§ AIM: Copy out all the entries word for word.
● ● ● ●
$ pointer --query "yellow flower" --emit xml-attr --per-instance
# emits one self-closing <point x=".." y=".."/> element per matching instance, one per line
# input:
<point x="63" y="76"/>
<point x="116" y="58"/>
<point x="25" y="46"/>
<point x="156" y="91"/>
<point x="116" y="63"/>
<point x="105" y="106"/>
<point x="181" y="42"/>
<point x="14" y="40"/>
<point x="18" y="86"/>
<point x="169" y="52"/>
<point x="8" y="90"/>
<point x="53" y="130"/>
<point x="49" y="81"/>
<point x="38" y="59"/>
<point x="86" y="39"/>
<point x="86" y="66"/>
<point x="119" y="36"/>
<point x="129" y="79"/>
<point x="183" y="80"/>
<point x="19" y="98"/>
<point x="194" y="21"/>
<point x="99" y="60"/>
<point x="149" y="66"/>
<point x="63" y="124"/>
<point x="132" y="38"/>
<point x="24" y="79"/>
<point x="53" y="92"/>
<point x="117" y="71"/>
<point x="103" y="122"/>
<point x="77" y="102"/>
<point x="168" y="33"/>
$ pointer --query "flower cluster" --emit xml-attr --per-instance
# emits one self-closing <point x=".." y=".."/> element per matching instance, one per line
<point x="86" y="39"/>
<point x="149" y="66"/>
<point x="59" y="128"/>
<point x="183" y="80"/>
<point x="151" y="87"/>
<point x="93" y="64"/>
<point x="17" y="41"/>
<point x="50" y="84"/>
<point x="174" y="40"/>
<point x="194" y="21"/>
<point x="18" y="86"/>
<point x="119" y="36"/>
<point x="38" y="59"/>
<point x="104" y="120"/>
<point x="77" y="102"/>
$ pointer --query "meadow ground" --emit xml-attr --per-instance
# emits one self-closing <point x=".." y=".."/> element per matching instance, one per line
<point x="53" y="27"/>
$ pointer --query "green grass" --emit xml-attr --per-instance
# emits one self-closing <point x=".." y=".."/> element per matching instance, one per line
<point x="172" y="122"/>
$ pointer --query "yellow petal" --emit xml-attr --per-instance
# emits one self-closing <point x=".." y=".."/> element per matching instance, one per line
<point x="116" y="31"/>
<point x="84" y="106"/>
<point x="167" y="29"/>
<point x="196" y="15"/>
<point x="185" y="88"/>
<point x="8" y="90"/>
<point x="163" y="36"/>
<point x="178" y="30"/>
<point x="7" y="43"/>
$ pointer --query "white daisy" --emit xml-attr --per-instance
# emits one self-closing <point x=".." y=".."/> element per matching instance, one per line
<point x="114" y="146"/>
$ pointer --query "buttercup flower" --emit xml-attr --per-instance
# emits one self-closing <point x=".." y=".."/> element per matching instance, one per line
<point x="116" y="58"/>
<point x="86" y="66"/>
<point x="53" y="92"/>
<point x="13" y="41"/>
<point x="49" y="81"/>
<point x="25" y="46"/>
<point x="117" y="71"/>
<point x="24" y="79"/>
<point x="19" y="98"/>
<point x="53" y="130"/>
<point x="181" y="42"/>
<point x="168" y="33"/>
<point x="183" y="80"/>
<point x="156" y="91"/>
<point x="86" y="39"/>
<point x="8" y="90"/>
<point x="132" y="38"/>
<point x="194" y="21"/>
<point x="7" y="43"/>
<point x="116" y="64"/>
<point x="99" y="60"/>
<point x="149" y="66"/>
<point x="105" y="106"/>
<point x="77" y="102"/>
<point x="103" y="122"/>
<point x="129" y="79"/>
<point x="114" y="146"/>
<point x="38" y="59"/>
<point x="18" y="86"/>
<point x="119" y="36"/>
● ● ● ●
§ RESPONSE TO THE EXERCISE:
$ pointer --query "yellow flower" --emit xml-attr --per-instance
# emits one self-closing <point x=".." y=".."/> element per matching instance, one per line
# input:
<point x="63" y="76"/>
<point x="116" y="58"/>
<point x="25" y="46"/>
<point x="156" y="91"/>
<point x="116" y="63"/>
<point x="105" y="106"/>
<point x="181" y="42"/>
<point x="14" y="40"/>
<point x="18" y="86"/>
<point x="169" y="52"/>
<point x="8" y="90"/>
<point x="53" y="130"/>
<point x="49" y="81"/>
<point x="38" y="59"/>
<point x="86" y="39"/>
<point x="86" y="66"/>
<point x="119" y="36"/>
<point x="129" y="79"/>
<point x="183" y="80"/>
<point x="19" y="98"/>
<point x="194" y="21"/>
<point x="99" y="60"/>
<point x="149" y="66"/>
<point x="63" y="124"/>
<point x="132" y="38"/>
<point x="24" y="79"/>
<point x="53" y="92"/>
<point x="117" y="71"/>
<point x="103" y="122"/>
<point x="77" y="102"/>
<point x="168" y="33"/>
$ pointer --query "flower cluster" --emit xml-attr --per-instance
# emits one self-closing <point x=".." y=".."/> element per matching instance, one per line
<point x="86" y="39"/>
<point x="149" y="66"/>
<point x="59" y="128"/>
<point x="183" y="80"/>
<point x="151" y="87"/>
<point x="93" y="64"/>
<point x="17" y="41"/>
<point x="50" y="84"/>
<point x="174" y="40"/>
<point x="194" y="21"/>
<point x="18" y="86"/>
<point x="119" y="36"/>
<point x="38" y="59"/>
<point x="104" y="120"/>
<point x="77" y="102"/>
$ pointer --query "meadow ground" --emit xml-attr --per-instance
# emits one self-closing <point x=".." y=".."/> element per matching instance, one per line
<point x="53" y="27"/>
$ pointer --query "green grass" --emit xml-attr --per-instance
# emits one self-closing <point x=".." y=".."/> element per matching instance, one per line
<point x="172" y="122"/>
$ pointer --query "yellow petal" --emit xml-attr --per-instance
# emits one self-closing <point x=".." y=".."/> element per matching instance, one per line
<point x="116" y="31"/>
<point x="84" y="106"/>
<point x="167" y="29"/>
<point x="196" y="15"/>
<point x="185" y="88"/>
<point x="8" y="90"/>
<point x="163" y="36"/>
<point x="178" y="30"/>
<point x="7" y="43"/>
$ pointer --query "white daisy" --emit xml-attr --per-instance
# emits one self-closing <point x=".." y=".."/> element per matching instance, one per line
<point x="114" y="146"/>
$ pointer --query "buttercup flower" --emit xml-attr --per-instance
# emits one self-closing <point x=".." y=".."/> element per matching instance, one per line
<point x="116" y="58"/>
<point x="86" y="66"/>
<point x="53" y="92"/>
<point x="13" y="41"/>
<point x="49" y="81"/>
<point x="25" y="46"/>
<point x="117" y="71"/>
<point x="24" y="79"/>
<point x="19" y="98"/>
<point x="53" y="130"/>
<point x="181" y="42"/>
<point x="168" y="33"/>
<point x="183" y="80"/>
<point x="156" y="91"/>
<point x="86" y="39"/>
<point x="8" y="90"/>
<point x="132" y="38"/>
<point x="194" y="21"/>
<point x="7" y="43"/>
<point x="116" y="64"/>
<point x="99" y="60"/>
<point x="149" y="66"/>
<point x="105" y="106"/>
<point x="77" y="102"/>
<point x="103" y="122"/>
<point x="129" y="79"/>
<point x="114" y="146"/>
<point x="38" y="59"/>
<point x="18" y="86"/>
<point x="119" y="36"/>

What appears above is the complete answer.